* _Формулировка задания_:
Согласуются ли с текстом о детстве Виктора Конецкого утверждения ниже? На каждое ответьте «да» или «нет» и дословно приведите решающие слова текста.
(a) В школу Вика пошел в 1937 году, сразу во второй класс.
(b) Родился Виктор Конецкий в родильном доме на Петроградской стороне.
(c) Крестной Виктора была сестра его отца.

Шрифт:
Интервал:
Закладка:
Сыновья были уже воспитанниками военно-морского училища и дома появлялись редко. А когда появлялись, их встречала мать, к столу робко присаживался отец и смотрел на сыновей «своими грустными, как у оленя, глазами»…
Высокая, худая, молчаливая Надина — много горя носила в себе эта женщина. Родственников в Ленинграде и детей у нее не было. Во время блокады, она, немка, служила судебным исполнителем…
IV
Свою автобиографию Виктор Конецкий обычно начинал словами: «Я из разночинцев, русский, баловень судьбы, пьющий, родился в 1929 году — год Великого перелома у нас и Великой депрессии в Америке — шестого июня, в един день с А. С. Пушкиным, что, конечно же, не случайно, и бывшим президентом Индонезии Сукарно»[13].
Произошло это в родильном доме Видемана, что на Васильевском острове.
Крестили в Никольском соборе 26 декабря 1934 года. Крестная — Зинаида Дмитриевна Грибель, сестра матери.
Зарождение и развитие сознания Виктора целиком определялось влиянием матери. Отец приходил в дом «когда мог или хотел». Обычно его визиты заканчивались страшными истериками и обмороками матери…
В школу Вика, так звали дома, пошел в 1937 году, сразу во 2-й класс. Школа № 12 находилась на Красной улице, недалеко от взорванного храма Спас на Водах. Школу Виктор ненавидел. Писать и читать научился рано и уже до школы знал книги Жюля Верна, Стивенсона — их читала ему тетя Матюня. «И обошлось вовсе без сказок»…
Радость тех лет — занятия в изокружке, а затем в изостудии Дворца пионеров. Со своим преподавателем — Деборой Иосифовной Рязанской — Виктор Конецкий поддерживал отношения долгие годы, вплоть до ее кончины.
Убежден, что если бы не война, то не стал бы ни моряком, ни писателем — обязательно живописцем. И обязательно — великим, не меньше Гойи или Рафаэля.

* _Фрагмент набора данных_:
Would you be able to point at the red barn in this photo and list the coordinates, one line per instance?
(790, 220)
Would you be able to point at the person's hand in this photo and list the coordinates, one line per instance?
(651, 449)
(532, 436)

* _Решение задания_:
(a) Да: «В школу Вика, так звали дома, пошел в 1937 году, сразу во 2-й класс».
(b) Нет: «Произошло это в родильном доме Видемана, что на Васильевском острове».
(c) Нет: «Крестная — Зинаида Дмитриевна Грибель, сестра матери».